** Document section **
start
I formed the belly pans in an aluminum die. When I machine a flywheel, the brass or aluminum stock is mounted to a shortened crankshaft that is the full diameter out to the taper. This piece is mounted in a precision four jaw chuck. The cut down crankshaft is carefully zeroed to + or - .0000" runout. It will be used to set the precise angle needed on the lathes compound when cutting the taper in the back end of the brass or aluminum flywheel stock & it will be used to machine the front side of the flywheel piece. Notice the oversize stainless steel piece the is shrunk into the flywheel stock as a first step. It will be finished machined to a size that causes the collet body to be located in two axes precisely each & every time it is mounted. The collet body is held to the flywheel face with the two 6-32 screws shown. "IT SHOULD NEVER BE MOUNTED BY USING A MACHINED SCREW THREAD"! The collet body has a hardened & ground seat for its collet to sit in & a 32 pitch thread for very aggressive tightening. The wrench size on collet body & the clamp nut is 5/8".
end
** Directive **
In the text on machining the flywheel, what holds the collet body to the flywheel face?

** Listed records **
start
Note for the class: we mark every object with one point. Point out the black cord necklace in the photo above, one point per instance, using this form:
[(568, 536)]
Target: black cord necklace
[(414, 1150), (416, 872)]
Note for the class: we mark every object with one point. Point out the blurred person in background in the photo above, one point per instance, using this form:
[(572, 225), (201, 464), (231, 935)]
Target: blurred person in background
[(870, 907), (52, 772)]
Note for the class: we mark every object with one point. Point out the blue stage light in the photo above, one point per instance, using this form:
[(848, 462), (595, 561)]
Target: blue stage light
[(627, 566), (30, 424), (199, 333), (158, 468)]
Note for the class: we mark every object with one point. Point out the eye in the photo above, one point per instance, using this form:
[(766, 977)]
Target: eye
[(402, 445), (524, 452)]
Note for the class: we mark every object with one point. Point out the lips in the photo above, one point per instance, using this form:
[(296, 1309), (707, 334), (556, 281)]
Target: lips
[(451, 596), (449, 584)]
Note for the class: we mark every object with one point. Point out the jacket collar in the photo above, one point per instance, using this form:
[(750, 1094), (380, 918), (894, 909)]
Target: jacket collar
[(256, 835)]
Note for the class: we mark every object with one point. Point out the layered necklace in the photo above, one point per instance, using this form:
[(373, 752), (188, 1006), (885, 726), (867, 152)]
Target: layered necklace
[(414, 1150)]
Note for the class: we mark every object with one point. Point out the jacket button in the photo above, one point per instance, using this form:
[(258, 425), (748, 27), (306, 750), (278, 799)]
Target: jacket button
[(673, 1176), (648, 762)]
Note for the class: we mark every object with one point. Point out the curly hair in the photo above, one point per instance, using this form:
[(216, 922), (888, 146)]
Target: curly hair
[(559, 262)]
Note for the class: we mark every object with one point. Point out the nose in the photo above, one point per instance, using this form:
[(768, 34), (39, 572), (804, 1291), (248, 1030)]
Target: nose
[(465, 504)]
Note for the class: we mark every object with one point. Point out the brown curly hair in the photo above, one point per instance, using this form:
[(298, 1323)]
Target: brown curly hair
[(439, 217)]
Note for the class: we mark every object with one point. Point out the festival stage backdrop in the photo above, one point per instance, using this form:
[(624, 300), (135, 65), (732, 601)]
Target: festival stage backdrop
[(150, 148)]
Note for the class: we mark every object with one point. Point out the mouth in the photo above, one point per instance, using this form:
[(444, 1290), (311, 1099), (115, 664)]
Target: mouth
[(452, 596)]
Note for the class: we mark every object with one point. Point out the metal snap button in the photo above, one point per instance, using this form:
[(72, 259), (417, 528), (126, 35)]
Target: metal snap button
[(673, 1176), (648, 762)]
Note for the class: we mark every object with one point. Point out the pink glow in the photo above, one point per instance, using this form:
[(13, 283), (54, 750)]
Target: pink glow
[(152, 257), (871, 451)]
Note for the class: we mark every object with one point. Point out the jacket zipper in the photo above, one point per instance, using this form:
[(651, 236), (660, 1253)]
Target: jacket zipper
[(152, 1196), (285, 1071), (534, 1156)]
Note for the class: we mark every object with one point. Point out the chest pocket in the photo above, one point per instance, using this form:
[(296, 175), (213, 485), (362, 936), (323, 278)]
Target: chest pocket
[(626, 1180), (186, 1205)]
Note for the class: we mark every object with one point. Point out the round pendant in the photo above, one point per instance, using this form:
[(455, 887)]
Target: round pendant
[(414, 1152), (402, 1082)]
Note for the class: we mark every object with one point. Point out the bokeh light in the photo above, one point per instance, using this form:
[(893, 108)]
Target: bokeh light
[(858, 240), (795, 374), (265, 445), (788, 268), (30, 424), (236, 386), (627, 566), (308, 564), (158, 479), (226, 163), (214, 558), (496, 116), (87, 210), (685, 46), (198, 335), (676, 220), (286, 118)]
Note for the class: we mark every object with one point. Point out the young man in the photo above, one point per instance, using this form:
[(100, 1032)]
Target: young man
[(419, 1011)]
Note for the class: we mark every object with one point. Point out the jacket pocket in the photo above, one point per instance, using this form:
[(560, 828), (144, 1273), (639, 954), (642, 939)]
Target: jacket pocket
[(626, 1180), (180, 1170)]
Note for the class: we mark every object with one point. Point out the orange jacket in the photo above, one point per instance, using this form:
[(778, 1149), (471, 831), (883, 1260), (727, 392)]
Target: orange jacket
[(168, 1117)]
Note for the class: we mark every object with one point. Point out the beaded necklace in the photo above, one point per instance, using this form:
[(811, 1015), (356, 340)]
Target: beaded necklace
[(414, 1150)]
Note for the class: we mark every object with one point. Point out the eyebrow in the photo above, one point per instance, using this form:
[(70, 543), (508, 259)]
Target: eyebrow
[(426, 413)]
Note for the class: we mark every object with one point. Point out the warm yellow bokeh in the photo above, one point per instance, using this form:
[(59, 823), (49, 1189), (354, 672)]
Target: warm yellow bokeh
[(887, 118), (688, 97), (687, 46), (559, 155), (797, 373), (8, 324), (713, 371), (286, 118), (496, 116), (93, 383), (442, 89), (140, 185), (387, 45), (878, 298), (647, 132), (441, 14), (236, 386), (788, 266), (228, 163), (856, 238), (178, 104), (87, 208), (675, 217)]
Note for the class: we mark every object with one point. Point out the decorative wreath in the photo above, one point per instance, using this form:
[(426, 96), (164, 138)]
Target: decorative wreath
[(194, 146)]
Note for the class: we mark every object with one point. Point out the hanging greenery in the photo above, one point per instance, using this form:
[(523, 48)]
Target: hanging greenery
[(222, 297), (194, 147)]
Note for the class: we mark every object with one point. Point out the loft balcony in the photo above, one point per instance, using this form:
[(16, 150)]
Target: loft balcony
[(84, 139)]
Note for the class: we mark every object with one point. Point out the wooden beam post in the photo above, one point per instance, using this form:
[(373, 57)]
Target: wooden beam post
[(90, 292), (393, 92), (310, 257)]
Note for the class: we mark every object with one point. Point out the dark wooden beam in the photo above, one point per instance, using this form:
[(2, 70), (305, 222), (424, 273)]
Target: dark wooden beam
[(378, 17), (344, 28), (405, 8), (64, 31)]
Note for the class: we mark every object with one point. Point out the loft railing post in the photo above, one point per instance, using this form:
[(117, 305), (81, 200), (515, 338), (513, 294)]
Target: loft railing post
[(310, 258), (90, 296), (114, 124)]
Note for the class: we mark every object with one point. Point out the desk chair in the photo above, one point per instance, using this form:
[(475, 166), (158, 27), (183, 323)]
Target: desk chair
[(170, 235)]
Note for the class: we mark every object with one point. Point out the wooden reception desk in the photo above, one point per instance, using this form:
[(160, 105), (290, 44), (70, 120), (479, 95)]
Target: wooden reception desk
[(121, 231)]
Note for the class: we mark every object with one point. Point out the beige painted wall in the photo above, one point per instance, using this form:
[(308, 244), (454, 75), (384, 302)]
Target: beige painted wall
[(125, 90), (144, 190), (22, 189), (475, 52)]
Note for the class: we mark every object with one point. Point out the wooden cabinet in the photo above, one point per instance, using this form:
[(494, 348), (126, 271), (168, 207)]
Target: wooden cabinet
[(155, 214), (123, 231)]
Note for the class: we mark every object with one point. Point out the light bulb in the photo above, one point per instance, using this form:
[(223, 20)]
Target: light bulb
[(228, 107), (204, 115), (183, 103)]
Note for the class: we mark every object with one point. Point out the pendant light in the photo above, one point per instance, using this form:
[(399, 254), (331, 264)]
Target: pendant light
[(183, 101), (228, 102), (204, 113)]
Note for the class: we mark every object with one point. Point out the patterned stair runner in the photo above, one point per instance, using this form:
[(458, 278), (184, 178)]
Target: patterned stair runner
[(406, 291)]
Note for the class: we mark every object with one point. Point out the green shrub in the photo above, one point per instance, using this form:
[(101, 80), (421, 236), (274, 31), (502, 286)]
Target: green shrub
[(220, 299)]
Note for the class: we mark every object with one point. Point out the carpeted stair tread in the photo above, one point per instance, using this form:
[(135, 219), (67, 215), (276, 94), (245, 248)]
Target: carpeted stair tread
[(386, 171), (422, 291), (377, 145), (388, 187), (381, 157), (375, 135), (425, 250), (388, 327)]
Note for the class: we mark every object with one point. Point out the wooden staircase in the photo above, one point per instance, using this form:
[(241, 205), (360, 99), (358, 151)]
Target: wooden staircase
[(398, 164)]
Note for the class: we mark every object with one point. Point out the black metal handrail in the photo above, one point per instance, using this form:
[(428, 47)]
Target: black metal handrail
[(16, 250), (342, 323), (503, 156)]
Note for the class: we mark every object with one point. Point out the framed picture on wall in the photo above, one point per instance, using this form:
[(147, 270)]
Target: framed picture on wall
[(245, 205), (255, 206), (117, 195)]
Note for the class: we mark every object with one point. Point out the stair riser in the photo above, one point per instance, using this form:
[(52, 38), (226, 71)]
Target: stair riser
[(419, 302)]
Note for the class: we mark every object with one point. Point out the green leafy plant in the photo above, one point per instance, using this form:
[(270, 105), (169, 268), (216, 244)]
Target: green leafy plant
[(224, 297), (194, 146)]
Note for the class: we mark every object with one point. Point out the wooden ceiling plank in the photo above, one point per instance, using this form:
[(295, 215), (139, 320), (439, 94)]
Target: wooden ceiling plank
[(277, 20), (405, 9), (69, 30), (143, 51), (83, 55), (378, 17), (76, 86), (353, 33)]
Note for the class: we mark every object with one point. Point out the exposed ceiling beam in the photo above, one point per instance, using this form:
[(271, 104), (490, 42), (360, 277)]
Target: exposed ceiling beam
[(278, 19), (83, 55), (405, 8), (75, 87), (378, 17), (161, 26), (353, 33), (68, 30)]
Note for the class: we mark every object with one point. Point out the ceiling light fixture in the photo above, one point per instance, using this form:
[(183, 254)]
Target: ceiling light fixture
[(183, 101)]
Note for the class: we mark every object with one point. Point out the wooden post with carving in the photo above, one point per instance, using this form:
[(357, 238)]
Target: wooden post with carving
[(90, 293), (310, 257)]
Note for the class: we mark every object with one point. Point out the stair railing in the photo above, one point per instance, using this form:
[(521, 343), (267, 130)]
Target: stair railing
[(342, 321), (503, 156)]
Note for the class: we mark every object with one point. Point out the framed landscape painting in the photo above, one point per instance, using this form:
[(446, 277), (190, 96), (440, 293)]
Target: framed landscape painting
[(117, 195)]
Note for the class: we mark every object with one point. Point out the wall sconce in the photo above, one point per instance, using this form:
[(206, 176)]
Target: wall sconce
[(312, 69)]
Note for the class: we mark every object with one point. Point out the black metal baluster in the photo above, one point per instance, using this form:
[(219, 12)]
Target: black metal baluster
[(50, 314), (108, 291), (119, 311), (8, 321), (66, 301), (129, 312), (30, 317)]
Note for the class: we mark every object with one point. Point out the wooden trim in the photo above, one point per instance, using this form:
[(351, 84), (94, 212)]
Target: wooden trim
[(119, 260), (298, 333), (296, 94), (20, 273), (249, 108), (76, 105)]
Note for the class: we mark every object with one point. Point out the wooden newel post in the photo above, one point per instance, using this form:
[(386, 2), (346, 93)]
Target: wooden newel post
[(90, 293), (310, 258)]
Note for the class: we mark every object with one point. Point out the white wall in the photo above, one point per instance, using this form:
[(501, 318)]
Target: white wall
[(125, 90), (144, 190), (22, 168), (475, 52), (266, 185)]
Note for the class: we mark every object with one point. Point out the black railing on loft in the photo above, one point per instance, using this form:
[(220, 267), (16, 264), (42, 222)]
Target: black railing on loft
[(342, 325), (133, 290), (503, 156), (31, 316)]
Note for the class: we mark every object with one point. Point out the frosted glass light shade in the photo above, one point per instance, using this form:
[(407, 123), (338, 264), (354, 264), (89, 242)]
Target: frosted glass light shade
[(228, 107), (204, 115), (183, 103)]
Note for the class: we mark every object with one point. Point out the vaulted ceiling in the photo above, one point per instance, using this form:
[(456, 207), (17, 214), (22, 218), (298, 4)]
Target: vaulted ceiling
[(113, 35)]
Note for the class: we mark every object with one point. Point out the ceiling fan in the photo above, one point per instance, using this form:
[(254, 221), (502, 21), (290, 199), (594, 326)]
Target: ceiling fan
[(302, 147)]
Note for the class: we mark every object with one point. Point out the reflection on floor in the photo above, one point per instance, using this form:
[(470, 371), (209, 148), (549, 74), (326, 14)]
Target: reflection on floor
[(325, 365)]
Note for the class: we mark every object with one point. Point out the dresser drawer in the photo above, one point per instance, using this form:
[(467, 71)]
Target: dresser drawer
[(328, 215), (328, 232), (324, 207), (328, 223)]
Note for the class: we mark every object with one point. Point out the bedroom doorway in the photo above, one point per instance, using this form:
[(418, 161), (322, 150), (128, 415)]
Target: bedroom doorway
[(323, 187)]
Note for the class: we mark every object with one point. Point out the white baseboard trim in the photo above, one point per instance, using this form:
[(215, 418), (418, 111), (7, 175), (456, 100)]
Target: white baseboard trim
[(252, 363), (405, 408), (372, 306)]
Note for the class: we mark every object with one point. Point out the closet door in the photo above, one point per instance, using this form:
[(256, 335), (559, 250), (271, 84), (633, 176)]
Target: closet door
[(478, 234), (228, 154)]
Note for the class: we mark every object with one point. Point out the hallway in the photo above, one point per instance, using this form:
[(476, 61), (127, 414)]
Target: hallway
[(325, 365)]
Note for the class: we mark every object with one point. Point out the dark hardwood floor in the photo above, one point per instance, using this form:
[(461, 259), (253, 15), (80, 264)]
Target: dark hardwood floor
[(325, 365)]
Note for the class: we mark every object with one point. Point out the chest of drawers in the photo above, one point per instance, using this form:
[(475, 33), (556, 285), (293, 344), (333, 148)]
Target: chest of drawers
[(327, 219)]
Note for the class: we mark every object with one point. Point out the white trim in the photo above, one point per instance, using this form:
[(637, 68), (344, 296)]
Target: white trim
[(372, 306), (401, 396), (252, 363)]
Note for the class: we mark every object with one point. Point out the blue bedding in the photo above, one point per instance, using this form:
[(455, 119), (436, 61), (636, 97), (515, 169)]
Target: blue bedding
end
** Exercise solution **
Two 6-32 screws.